[YOUR GOAL] Restate the records that follow. Every word must match.

Records excerpted from a collection:
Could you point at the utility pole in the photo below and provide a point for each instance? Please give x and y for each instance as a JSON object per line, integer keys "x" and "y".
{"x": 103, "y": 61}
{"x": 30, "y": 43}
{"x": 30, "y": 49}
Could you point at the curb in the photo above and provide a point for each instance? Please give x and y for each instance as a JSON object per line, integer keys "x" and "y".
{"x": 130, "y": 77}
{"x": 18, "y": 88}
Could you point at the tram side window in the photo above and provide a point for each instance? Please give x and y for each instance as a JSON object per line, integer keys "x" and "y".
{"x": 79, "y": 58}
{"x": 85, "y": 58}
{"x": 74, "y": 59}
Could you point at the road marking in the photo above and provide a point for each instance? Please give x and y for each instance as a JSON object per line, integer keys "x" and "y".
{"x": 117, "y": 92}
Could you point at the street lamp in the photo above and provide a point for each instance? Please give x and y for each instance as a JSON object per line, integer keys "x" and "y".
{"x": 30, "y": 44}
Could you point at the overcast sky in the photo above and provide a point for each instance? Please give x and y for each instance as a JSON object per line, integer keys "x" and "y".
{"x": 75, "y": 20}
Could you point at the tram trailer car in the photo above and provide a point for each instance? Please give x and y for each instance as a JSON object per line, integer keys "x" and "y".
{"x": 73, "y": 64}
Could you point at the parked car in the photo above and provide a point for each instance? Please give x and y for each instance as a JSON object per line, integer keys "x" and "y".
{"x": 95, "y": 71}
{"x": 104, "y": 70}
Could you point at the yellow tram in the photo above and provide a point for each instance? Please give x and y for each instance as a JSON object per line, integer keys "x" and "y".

[YOUR RESPONSE]
Could you point at the utility pole in the photo below and provide a point for each instance? Please give x and y for each instance as a JSON object per line, integer keys "x" and "y".
{"x": 103, "y": 61}
{"x": 30, "y": 43}
{"x": 30, "y": 49}
Could you point at the curb in the photo above and provide a point for each instance? Please give x and y for each instance as a JSON object per line, integer keys "x" and "y".
{"x": 130, "y": 77}
{"x": 18, "y": 88}
Could you point at the tram side window in the photo above and provide a point for each instance? Please give x and y for each instance as a JSON object per line, integer keys "x" and "y".
{"x": 79, "y": 58}
{"x": 85, "y": 58}
{"x": 74, "y": 59}
Could you point at the road marking in the photo above and provide a point for each instance? Please give x and y for each instance as a JSON object per line, integer keys "x" and "y".
{"x": 117, "y": 92}
Could you point at the street lamp in the photo above and provide a point for each instance? Please give x and y for each instance as a JSON object per line, integer keys "x" and "y".
{"x": 30, "y": 44}
Could you point at the overcast sky in the photo above and provide a point for each instance? Please give x and y for each instance as a JSON object per line, integer keys "x" and "y".
{"x": 75, "y": 20}
Could you point at the tram trailer car in the photo above and provide a point for each instance? Please give x and y for each instance as a JSON object per line, integer keys "x" and "y".
{"x": 73, "y": 64}
Could you point at the parked car in the photo above and provide a point for each instance? Please give x and y for each instance as a JSON object per line, integer keys "x" and "y".
{"x": 95, "y": 71}
{"x": 104, "y": 70}
Could you point at the yellow tram in the photo above and provide a point for each instance? Please give x and y for each instance as a JSON object per line, integer keys "x" and "y".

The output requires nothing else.